### QUOTED PASSAGE
== Segment start ==
Neuralink Competitor Science Reveals Platform for Line-up of Medical Devices

Neuralink Company (Photo: Getty Images)

Biotechnology startup Science, a competitor to Neuralink, revealed its new platform on Monday designed to streamline the development and production of medical devices for other companies.

Named Science Foundry, this platform grants access to over 80 tools and services from Science’s internal infrastructure, including its advanced thin-film electrode technologies.

According to Science Co-Founder and CEO Max Hodak, the high costs associated with developing medical devices often pose a significant barrier for early-stage startups.

Individual tools can range from $200,000 to $2 million, and setting up a manufacturing line can easily exceed hundreds of millions.

Hodak emphasized that Science Foundry aims to alleviate these barriers, stating, “Hopefully, we bring down the barriers to innovation.

There’s a bunch of smart people out there that have a bunch of different ideas than the ones that we have, and we would like to enable them.”

Science operates within the expanding field of brain-computer interfaces (BCI), where systems decode brain signals into commands for external technologies.

While Neuralink, backed by Elon Musk, remains prominent, Hodak’s focus at Science diverges.

Brain Chip Tech (Photo: Stephen Shankland)

At Neuralink, where Hodak previously served as president before leaving in 2021, efforts concentrated on implantable BCIs directly interfacing with the brain.

In contrast, Science’s flagship BCI, the Science Eye, targets patients with severe blindness using a non-invasive approach.
== Segment end ==
### ACTIONS TO TAKE
a) In the article on Science Foundry, how many tools and services does the platform give access to?
b) Write a continuation of the article on Science Foundry, picking up after its last sentence.
The dataset records have no connection to the article on Science Foundry.

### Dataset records
== Segment start ==
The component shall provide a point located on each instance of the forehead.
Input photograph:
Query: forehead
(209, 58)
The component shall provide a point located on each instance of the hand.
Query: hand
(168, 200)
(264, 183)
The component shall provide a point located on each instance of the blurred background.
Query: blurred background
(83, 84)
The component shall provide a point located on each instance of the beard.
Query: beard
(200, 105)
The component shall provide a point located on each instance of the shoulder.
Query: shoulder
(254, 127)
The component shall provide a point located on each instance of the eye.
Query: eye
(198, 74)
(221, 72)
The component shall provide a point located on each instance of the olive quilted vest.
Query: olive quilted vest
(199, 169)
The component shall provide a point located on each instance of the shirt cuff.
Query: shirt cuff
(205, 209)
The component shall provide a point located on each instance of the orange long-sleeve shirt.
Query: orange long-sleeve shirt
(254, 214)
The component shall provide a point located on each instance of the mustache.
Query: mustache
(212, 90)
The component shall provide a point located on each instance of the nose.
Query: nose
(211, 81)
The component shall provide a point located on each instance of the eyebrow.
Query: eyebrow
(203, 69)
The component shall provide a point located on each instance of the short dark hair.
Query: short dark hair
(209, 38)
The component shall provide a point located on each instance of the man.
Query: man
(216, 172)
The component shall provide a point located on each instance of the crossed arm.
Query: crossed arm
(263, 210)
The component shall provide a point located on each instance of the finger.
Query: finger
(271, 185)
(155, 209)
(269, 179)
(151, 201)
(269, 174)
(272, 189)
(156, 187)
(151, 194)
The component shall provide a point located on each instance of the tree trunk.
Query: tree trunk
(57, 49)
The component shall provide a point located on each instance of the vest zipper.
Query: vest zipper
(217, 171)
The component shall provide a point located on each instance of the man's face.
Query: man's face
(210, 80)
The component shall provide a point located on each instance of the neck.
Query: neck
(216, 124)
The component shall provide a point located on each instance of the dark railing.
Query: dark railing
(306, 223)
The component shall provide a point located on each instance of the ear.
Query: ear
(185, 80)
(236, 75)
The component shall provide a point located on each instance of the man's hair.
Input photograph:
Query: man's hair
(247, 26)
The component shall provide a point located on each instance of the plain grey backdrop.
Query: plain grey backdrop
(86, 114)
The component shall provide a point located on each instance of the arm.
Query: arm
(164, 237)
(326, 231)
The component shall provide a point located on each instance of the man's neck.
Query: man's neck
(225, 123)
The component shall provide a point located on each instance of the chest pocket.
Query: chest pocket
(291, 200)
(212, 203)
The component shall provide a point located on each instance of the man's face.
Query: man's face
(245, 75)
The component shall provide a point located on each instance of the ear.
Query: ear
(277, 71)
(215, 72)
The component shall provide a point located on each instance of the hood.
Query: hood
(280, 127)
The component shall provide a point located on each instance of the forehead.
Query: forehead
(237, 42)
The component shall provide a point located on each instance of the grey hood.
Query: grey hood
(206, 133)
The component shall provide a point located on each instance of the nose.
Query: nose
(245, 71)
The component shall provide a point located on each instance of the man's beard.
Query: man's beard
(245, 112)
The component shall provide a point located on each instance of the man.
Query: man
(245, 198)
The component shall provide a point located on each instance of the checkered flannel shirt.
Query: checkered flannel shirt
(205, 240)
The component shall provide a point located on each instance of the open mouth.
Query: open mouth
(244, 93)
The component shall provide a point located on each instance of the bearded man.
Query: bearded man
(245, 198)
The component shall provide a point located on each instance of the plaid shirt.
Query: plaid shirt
== Segment end ==
### ANSWERS TO THE PROBLEMS
a) Over 80 tools and services from Science's internal infrastructure.

b)
The Science Eye employs a flexible micro-LED array implanted over the retina, stimulating light-sensitive cells via optogenetic gene therapy.

Linked to specialized glasses with sensors and cameras, the system transmits visual data to the optic nerve, intending to restore visual input.

Hodak anticipates advancing from initial grayscale vision to eventually replicating high-resolution color vision. Science has conducted trials with rabbits and plans to progress to human trials as early as next year.

Beyond its own innovations, Science Foundry aims to support other companies pursuing ambitious neurotechnology and medical technology projects, including those in quantum computing.

Hodak noted that while the platform’s costs align with those of academic facilities, it offers advantages such as the ability to test devices on patients and commercialize products more readily.

Hodak believes Science Foundry will not only benefit individual companies but also foster broader industry growth.

He remarked, “This enables us to afford larger-scale and more capabilities that then we can use to enable the community and ourselves even further.”